--- AIM OF THE TASK ---
Switch each "one dot per instance" in the records below to "a single dot for each instance" and keep everything else unchanged. Leave the pictures out of your answer.
* Start RECORDS FOR THIS TASK *
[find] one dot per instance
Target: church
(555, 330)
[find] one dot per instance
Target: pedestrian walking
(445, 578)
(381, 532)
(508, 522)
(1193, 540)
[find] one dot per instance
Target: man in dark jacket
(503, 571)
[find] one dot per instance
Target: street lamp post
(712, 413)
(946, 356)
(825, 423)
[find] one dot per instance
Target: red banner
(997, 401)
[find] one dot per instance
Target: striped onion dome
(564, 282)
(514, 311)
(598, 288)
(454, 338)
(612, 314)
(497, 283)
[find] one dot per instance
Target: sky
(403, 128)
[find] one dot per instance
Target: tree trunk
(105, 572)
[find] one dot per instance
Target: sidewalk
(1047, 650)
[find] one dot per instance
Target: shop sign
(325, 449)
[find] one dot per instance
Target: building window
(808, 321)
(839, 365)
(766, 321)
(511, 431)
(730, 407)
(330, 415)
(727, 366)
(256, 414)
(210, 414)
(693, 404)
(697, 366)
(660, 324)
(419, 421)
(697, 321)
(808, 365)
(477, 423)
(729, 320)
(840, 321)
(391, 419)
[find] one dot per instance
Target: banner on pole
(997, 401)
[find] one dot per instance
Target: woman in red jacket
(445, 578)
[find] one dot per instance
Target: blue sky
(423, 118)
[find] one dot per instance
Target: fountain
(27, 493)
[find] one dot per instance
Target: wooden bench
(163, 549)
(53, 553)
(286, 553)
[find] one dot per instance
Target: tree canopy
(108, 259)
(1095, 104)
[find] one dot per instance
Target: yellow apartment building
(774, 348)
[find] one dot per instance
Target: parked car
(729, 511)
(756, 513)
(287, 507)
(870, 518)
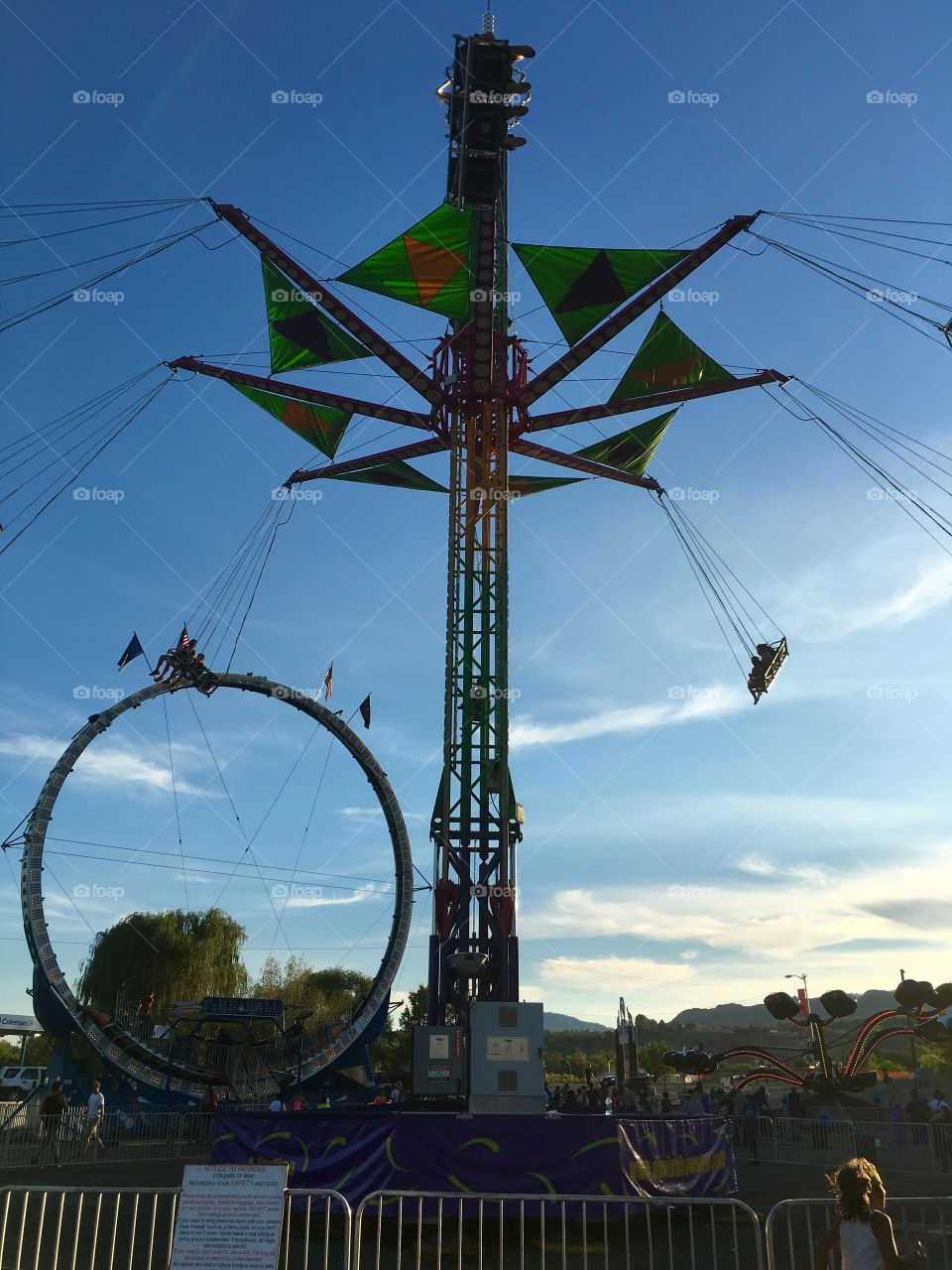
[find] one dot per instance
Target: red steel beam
(391, 413)
(603, 411)
(581, 465)
(354, 465)
(334, 308)
(611, 326)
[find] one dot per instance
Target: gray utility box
(439, 1061)
(507, 1065)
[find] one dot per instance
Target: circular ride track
(141, 1060)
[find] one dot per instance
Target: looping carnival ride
(479, 393)
(176, 1065)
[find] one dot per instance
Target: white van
(17, 1082)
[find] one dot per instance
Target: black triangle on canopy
(598, 285)
(308, 330)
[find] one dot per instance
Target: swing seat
(766, 667)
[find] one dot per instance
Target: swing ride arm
(611, 326)
(317, 293)
(295, 393)
(606, 409)
(583, 465)
(354, 465)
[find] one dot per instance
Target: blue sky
(682, 847)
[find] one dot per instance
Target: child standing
(864, 1233)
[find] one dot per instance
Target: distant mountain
(565, 1023)
(746, 1016)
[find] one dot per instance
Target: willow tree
(329, 993)
(177, 955)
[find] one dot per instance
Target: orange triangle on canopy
(431, 267)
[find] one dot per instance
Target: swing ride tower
(480, 390)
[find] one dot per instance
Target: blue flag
(132, 652)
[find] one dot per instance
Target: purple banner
(377, 1150)
(678, 1157)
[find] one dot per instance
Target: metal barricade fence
(122, 1134)
(793, 1227)
(118, 1228)
(421, 1230)
(924, 1148)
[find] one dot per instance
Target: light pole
(911, 1039)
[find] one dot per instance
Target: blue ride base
(350, 1078)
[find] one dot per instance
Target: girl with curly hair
(862, 1233)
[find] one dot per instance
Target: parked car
(17, 1082)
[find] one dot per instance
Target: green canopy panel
(429, 266)
(521, 486)
(397, 472)
(667, 359)
(634, 449)
(318, 426)
(298, 333)
(583, 285)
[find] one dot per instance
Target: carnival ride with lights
(921, 1011)
(479, 390)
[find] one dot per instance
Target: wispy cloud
(313, 899)
(842, 608)
(712, 702)
(100, 765)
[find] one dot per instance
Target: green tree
(326, 994)
(177, 955)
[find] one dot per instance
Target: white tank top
(858, 1246)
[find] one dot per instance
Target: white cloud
(838, 607)
(778, 920)
(712, 702)
(320, 901)
(569, 971)
(99, 765)
(762, 867)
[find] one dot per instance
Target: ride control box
(507, 1058)
(439, 1061)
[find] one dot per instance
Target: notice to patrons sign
(229, 1215)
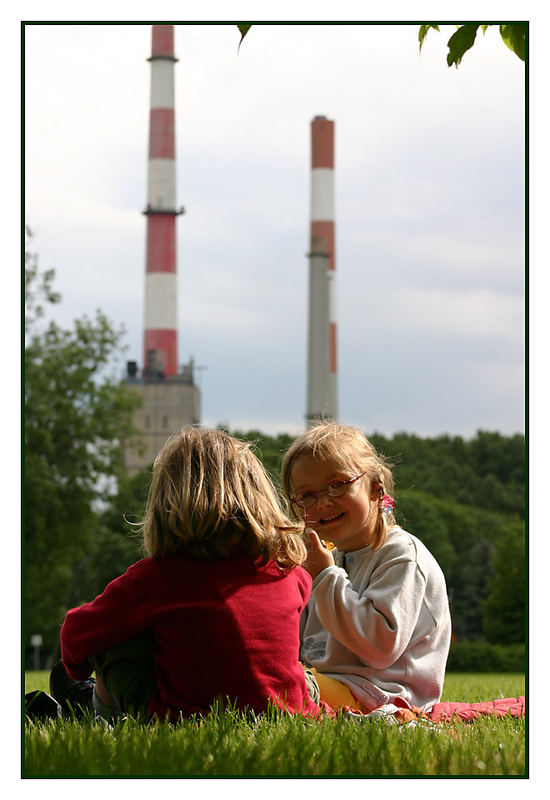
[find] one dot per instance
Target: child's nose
(324, 499)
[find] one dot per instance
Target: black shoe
(41, 706)
(74, 697)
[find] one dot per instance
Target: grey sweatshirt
(380, 623)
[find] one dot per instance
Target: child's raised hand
(318, 556)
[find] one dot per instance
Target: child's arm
(114, 616)
(318, 556)
(376, 625)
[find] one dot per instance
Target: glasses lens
(337, 488)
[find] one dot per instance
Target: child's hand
(318, 557)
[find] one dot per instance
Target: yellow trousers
(335, 693)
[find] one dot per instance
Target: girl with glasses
(377, 628)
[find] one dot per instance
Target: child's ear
(376, 491)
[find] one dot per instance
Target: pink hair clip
(387, 504)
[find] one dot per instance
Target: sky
(429, 211)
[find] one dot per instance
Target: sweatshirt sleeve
* End RECORDS FOR THIS TASK *
--- TASK RESULT ---
[find] a single dot for each instance
Target: church
(555, 330)
[find] a single dot for each instance
Target: pedestrian walking
(445, 578)
(381, 532)
(508, 522)
(1193, 540)
[find] a single dot for each instance
Target: man in dark jacket
(503, 571)
[find] a single dot for each instance
Target: street lamp post
(712, 413)
(946, 356)
(825, 423)
[find] a single dot for each instance
Target: red banner
(997, 401)
[find] a single dot for each instance
Target: striped onion dome
(564, 282)
(514, 311)
(598, 288)
(454, 338)
(612, 314)
(497, 283)
[find] a single dot for each instance
Target: sky
(403, 128)
[find] a single dot for each instance
Target: tree trunk
(105, 572)
[find] a single dot for each instance
Target: sidewalk
(1047, 650)
[find] a single dot for each instance
Target: shop sign
(325, 449)
[find] a single dot for each instance
Target: building window
(808, 321)
(839, 365)
(766, 321)
(511, 431)
(730, 407)
(330, 415)
(727, 366)
(256, 414)
(210, 414)
(693, 404)
(697, 366)
(660, 324)
(419, 421)
(697, 321)
(808, 365)
(477, 423)
(729, 320)
(840, 321)
(391, 419)
[find] a single dot for each instance
Target: banner on pole
(997, 401)
[find] a single dot for each instance
Target: woman in red jacket
(445, 578)
[find] a single dot for each instance
Target: blue sky
(423, 118)
[find] a single dot for each instance
Target: fountain
(27, 493)
[find] a single dot for each instance
Target: wooden bench
(163, 549)
(53, 553)
(286, 553)
[find] a single dot for each instance
Target: tree canopy
(108, 259)
(1095, 104)
[find] a single dot for each instance
Target: yellow apartment building
(774, 348)
[find] a single dot for each instance
Target: parked car
(729, 511)
(756, 513)
(287, 507)
(870, 518)
[find] a single dot for each instance
Target: red steel beam
(391, 413)
(603, 411)
(581, 465)
(354, 465)
(334, 308)
(611, 326)
[find] a single dot for each instance
Target: gray utility box
(439, 1061)
(507, 1065)
[find] a single dot for each instance
Target: circular ride track
(141, 1060)
[find] a single dot for each instance
Target: looping carnival ride
(479, 393)
(176, 1065)
[find] a single dot for each instance
Target: white van
(17, 1082)
[find] a single dot for each instance
Target: black triangle on canopy
(598, 285)
(308, 330)
[find] a single dot for each instance
Target: swing seat
(766, 667)
[find] a single dot for each instance
Target: swing ride arm
(611, 326)
(317, 293)
(295, 393)
(606, 409)
(583, 465)
(354, 465)
[find] a single dot for each instance
Target: blue sky
(682, 847)
[find] a single dot for each instance
Target: child standing
(864, 1233)
[find] a single dot for each instance
Target: distant mountain
(565, 1023)
(746, 1016)
[find] a single dot for each instance
Target: willow tree
(329, 993)
(177, 955)
[find] a single dot for each instance
Target: orange triangle on canopy
(431, 267)
[find] a single dot for each instance
Target: swing ride tower
(480, 390)
[find] a single dot for each instance
Target: blue flag
(132, 652)
[find] a single dot for each instance
Target: purple banner
(377, 1150)
(678, 1157)
[find] a single dot for each instance
Target: metal barricade fence
(122, 1134)
(793, 1227)
(118, 1228)
(421, 1230)
(924, 1148)
[find] a single dot for each instance
Target: light pole
(911, 1039)
[find] a single dot for each instance
Target: blue ride base
(350, 1078)
[find] a single dot for each instance
Target: girl with curly hair
(862, 1233)
[find] a single dot for each instance
Target: parked car
(17, 1082)
[find] a single dot for each instance
Target: green canopy panel
(429, 266)
(521, 486)
(397, 472)
(667, 359)
(634, 449)
(318, 426)
(298, 333)
(583, 285)
[find] a single dot for each instance
Target: carnival ride with lights
(921, 1011)
(479, 390)
[find] a single dot for each instance
Target: wispy cloud
(313, 899)
(842, 608)
(712, 702)
(100, 765)
[find] a single dot for each instance
Target: green tree
(326, 994)
(177, 955)
[find] a single dot for each instance
Target: white tank top
(858, 1246)
[find] a single dot for each instance
Target: white cloud
(838, 607)
(778, 920)
(712, 702)
(320, 901)
(569, 971)
(99, 765)
(762, 867)
[find] a single dot for each instance
Target: ride control box
(507, 1058)
(439, 1061)
[find] a single dot for each instance
Target: notice to patrons sign
(229, 1215)
[find] a single dot for each instance
Target: child's nose
(324, 499)
[find] a single dot for each instance
Target: black shoe
(41, 706)
(74, 697)
[find] a single dot for each instance
Target: grey sweatshirt
(380, 623)
[find] a single dot for each instance
Target: child's raised hand
(318, 556)
[find] a single dot for each instance
Target: child's arm
(114, 616)
(318, 556)
(376, 625)
[find] a single dot for each instance
Target: glasses lens
(337, 488)
[find] a single dot for each instance
Target: child's hand
(318, 557)
[find] a single dot for each instance
Target: yellow trousers
(335, 693)
[find] a single dot for each instance
Target: girl with glasses
(377, 628)
[find] a single dot for each instance
Target: child's ear
(376, 491)
[find] a single dot for each instance
Target: pink hair clip
(387, 504)
[find] a single dot for each instance
Target: sky
(429, 211)
[find] a single dot for each instance
Target: sweatshirt sleeve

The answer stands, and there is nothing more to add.